Resume the article on domestic violence resources in Chicago and Illinois, continuing from its final sentence.
---------- Extract provided ----------
For Victims of Domestic Violence, Chicago & Illinois Organizations Offer Help and Hope

January 7, 2019

The numbers are shocking and appalling. One in three women in the United States and one in four men have experienced some form of physical violence at the hands of an intimate partner, according to the Social Impact Research Center. “On a typical day,” the research center says, “domestic violence hotlines receive approximately 21,000 calls, an average of close to 15 calls every minute.”

All too often, victims of domestic violence feel isolated, alone, and unsure of how to protect themselves and their children. Fortunately, as more light is being shed on the dark secrets of domestic violence, there are now many organizations and resources available to assist victims and offer them help and hope. An extensive list of domestic violence organizations in Chicago and Illinois can be found on the website for The Domestic Violence & Mental Health Policy Initiative. DVMHPI is a Chicago-based project founded in 1999 that works to address the mental health needs of domestic violence survivors and their children. Their goal is to help domestic violence victims overcome the trauma of abuse.
---------- Records shown ----------
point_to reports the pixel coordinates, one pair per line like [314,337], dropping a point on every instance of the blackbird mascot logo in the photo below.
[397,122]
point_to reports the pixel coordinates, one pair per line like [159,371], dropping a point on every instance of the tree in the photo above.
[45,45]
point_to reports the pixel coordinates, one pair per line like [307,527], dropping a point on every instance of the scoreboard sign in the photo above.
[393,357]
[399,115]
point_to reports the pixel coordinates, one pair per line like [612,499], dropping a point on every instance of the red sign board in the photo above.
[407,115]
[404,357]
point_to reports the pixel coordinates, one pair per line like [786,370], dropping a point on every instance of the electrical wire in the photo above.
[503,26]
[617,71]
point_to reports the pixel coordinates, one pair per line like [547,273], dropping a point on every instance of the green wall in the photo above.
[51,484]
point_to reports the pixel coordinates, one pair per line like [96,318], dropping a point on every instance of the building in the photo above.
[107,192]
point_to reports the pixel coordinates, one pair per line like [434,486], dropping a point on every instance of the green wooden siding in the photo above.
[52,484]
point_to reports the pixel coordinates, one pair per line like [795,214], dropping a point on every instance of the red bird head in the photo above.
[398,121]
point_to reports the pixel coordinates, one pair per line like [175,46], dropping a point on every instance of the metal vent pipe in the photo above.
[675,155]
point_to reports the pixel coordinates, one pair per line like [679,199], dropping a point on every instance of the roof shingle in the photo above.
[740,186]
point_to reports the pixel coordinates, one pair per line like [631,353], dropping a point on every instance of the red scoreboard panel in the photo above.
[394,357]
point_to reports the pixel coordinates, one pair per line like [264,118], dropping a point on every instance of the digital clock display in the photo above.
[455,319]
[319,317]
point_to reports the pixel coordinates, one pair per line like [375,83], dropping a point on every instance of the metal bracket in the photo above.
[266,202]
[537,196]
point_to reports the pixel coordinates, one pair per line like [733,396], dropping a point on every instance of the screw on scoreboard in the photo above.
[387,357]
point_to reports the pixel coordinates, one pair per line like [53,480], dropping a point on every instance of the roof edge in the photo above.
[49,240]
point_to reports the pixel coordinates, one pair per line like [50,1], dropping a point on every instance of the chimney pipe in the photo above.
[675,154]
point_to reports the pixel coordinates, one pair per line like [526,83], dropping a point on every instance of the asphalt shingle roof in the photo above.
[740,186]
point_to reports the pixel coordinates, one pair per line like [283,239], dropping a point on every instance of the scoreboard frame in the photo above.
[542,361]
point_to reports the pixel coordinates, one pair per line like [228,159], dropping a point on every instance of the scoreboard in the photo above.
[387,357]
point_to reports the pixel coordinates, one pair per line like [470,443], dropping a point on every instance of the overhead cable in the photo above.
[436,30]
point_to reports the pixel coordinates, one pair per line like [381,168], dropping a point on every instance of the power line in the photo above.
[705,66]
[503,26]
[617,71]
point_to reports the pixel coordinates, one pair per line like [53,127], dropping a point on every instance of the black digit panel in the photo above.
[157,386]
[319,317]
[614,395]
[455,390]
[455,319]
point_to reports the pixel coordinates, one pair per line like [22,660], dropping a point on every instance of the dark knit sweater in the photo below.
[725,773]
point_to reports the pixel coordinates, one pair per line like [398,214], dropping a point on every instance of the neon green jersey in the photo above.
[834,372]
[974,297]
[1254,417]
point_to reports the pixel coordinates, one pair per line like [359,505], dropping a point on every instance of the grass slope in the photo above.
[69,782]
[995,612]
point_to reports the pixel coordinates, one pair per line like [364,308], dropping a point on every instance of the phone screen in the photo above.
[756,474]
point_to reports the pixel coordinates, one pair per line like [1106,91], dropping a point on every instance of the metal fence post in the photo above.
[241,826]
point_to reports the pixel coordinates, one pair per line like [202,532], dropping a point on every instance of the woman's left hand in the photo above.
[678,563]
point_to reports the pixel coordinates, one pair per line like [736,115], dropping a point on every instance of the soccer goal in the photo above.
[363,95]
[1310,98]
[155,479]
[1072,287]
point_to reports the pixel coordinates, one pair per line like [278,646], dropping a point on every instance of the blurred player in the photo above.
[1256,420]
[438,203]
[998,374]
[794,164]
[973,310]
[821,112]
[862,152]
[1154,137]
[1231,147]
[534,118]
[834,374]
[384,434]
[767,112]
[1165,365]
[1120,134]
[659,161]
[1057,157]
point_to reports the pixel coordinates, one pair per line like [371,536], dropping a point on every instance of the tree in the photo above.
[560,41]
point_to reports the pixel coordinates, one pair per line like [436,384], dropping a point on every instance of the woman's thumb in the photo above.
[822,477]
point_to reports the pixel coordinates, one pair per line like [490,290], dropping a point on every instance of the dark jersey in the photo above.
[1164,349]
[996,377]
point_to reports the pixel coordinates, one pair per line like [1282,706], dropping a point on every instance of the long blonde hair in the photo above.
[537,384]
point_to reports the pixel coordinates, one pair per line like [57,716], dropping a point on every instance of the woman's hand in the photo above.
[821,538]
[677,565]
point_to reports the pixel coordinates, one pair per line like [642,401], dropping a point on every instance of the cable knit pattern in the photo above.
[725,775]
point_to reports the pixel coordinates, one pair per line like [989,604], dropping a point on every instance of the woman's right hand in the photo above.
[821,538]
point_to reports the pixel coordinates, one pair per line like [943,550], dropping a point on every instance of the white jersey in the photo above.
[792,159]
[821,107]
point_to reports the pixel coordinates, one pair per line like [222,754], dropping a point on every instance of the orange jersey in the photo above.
----------
» Answer to this task
Here are just a few of the Chicago and Illinois organizations suggested by DVMPHI. Nearly all of their services are offered at no charge.

A Safe Place (Zion, IL)
A Safe Place is the sole provider of services exclusively addressing domestic violence in Lake County, Illinois. A Safe Place assists victims in transforming their lives after domestic violence, preventing future abuse by addressing its root cause through abuser intervention programs, and educating the community about domestic violence.

Apna Ghar (Chicago, IL – North Side)
Apna Ghar provides emergency shelter and transitional housing, along with a range of supportive services, to survivors of domestic abuse in the Chicago area. All services are free and available to survivors regardless of race, religion, ethnic origin, or socioeconomic status. A large proportion of Apna Ghar’s clients are immigrants from India, Pakistan and other Asian and African countries.

Between Friends (formerly Friends of Battered Women and Their Children) (Chicago, IL – North Side)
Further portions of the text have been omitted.